▶ **WHAT IS REQUIRED**
The data must be written out once more, precisely as given.

▶ **STORED DATA**
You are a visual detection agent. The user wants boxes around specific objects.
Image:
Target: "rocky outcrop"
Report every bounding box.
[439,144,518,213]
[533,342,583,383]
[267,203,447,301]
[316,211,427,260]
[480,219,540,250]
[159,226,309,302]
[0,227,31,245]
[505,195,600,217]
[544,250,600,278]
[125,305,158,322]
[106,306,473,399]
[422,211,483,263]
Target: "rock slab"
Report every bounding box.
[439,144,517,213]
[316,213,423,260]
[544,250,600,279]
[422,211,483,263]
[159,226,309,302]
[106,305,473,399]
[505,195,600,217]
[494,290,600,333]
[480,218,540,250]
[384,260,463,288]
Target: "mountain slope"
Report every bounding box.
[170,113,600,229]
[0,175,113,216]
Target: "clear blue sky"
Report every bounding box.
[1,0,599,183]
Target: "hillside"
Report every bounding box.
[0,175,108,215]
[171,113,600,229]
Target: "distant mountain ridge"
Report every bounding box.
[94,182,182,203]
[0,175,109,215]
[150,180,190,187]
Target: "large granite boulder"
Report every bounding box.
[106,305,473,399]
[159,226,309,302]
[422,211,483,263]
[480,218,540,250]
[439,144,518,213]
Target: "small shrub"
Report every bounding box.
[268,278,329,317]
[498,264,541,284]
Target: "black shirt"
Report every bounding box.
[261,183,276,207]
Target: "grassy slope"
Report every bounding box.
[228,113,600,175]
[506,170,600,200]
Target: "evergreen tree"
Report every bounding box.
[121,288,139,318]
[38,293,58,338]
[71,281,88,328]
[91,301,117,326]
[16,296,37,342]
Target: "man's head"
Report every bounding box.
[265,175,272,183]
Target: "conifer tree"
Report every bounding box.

▶ **RESULT OF THIS EXERCISE**
You are a visual detection agent. The user wants boxes around specific objects.
Image:
Target: "rocky outcrop"
Report every bounding box.
[439,144,518,213]
[533,342,583,383]
[267,203,447,301]
[316,211,427,260]
[480,219,540,250]
[159,226,309,302]
[0,227,31,245]
[505,195,600,217]
[544,250,600,278]
[125,305,158,322]
[106,306,473,399]
[422,211,483,263]
Target: "rock slab"
Report every bounding box.
[439,144,517,213]
[316,213,423,260]
[544,250,600,279]
[422,211,483,263]
[159,226,309,302]
[106,305,473,399]
[505,195,600,217]
[494,290,600,333]
[480,218,540,250]
[384,260,463,288]
Target: "mountain slope"
Report every bounding box.
[170,113,600,229]
[0,175,113,216]
Target: "clear blue sky"
Report every bounding box.
[1,0,599,183]
Target: "hillside"
Report every bounding box.
[0,175,108,215]
[171,113,600,229]
Target: "distant mountain ridge"
Report every bounding box.
[94,182,182,203]
[0,175,109,215]
[150,180,190,187]
Target: "large granite boulder"
Report every bounding box.
[106,305,473,399]
[159,226,309,302]
[422,211,483,263]
[480,218,540,250]
[439,144,518,213]
Target: "small shrub"
Report every bounding box.
[268,278,329,317]
[498,264,541,284]
Target: "black shirt"
Report every bounding box.
[261,183,276,207]
Target: "grassy slope"
Report every bounding box.
[228,113,600,175]
[506,170,600,200]
Target: "evergreen tree"
Report every bounding box.
[121,288,139,318]
[38,293,58,338]
[71,281,88,328]
[91,301,117,326]
[16,296,37,342]
Target: "man's head"
Report every bounding box.
[265,175,272,183]
Target: "conifer tree"
Report every bounding box.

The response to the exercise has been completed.